» EXERCISE REQUIREMENTS:
What's required is a verbatim printout of all the data.

──────────

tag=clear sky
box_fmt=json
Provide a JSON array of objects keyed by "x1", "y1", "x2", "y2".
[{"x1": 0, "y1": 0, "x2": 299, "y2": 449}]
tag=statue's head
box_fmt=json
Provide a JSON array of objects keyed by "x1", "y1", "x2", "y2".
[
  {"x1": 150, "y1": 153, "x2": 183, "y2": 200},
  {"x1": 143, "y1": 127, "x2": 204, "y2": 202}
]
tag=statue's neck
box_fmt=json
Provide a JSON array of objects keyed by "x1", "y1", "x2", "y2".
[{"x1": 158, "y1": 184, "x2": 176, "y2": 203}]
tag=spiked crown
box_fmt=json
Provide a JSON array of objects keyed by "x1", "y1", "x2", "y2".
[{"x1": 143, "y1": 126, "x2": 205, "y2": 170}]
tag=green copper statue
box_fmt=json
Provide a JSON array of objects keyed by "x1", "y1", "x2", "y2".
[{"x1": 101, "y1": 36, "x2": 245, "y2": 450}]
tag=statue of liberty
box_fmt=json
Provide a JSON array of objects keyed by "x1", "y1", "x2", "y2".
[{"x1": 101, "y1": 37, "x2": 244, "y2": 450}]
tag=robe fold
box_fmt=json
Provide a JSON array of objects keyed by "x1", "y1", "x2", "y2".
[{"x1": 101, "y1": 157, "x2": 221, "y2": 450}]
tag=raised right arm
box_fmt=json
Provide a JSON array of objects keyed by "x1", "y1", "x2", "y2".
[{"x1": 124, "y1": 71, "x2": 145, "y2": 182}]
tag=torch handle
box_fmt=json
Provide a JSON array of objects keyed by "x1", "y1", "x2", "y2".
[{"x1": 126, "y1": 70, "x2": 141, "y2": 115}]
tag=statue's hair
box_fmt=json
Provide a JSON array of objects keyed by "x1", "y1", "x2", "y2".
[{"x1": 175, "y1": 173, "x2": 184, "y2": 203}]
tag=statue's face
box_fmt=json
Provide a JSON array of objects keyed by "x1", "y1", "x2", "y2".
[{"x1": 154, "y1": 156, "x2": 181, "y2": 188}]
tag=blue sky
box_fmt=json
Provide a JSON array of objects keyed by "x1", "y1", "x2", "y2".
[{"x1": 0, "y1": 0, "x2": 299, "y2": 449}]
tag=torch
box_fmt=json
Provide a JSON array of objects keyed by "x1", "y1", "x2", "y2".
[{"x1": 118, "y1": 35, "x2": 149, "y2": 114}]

──────────

» OUTPUT FOR THIS TASK:
tag=clear sky
box_fmt=json
Provide a JSON array of objects keyed by "x1", "y1", "x2", "y2".
[{"x1": 0, "y1": 0, "x2": 299, "y2": 449}]
tag=statue's head
box_fmt=json
Provide a JSON array of objects keyed by "x1", "y1", "x2", "y2".
[
  {"x1": 150, "y1": 153, "x2": 183, "y2": 200},
  {"x1": 143, "y1": 127, "x2": 204, "y2": 202}
]
tag=statue's neck
box_fmt=json
Provide a JSON array of objects keyed by "x1", "y1", "x2", "y2".
[{"x1": 158, "y1": 184, "x2": 176, "y2": 203}]
tag=spiked crown
box_fmt=json
Provide a JSON array of objects keyed by "x1", "y1", "x2", "y2".
[{"x1": 143, "y1": 126, "x2": 205, "y2": 170}]
tag=green copper statue
box_fmt=json
Provide a JSON array of objects keyed by "x1", "y1", "x2", "y2".
[{"x1": 101, "y1": 36, "x2": 245, "y2": 450}]
tag=statue of liberty
box_fmt=json
Provide a JSON array of objects keyed by "x1", "y1", "x2", "y2".
[{"x1": 101, "y1": 37, "x2": 244, "y2": 450}]
tag=robe fold
box_fmt=json
Provide a JSON array of objects keyed by "x1", "y1", "x2", "y2".
[{"x1": 101, "y1": 157, "x2": 221, "y2": 450}]
tag=raised right arm
box_fmt=json
Provide a JSON array of objects keyed by "x1", "y1", "x2", "y2".
[{"x1": 124, "y1": 71, "x2": 145, "y2": 182}]
tag=torch handle
box_fmt=json
Provide a JSON array of objects keyed by "x1", "y1", "x2", "y2".
[{"x1": 126, "y1": 70, "x2": 141, "y2": 115}]
tag=statue's hair
box_fmt=json
Provide a JSON array of objects keyed by "x1", "y1", "x2", "y2".
[{"x1": 175, "y1": 173, "x2": 184, "y2": 203}]
tag=statue's face
box_fmt=json
Provide a JSON array of objects keyed by "x1", "y1", "x2", "y2".
[{"x1": 154, "y1": 156, "x2": 181, "y2": 188}]
tag=blue sky
box_fmt=json
Provide a JSON array of objects keyed by "x1", "y1", "x2", "y2".
[{"x1": 0, "y1": 0, "x2": 299, "y2": 449}]
tag=torch
box_fmt=json
Provide a JSON array of objects keyed by "x1", "y1", "x2", "y2".
[{"x1": 118, "y1": 35, "x2": 149, "y2": 114}]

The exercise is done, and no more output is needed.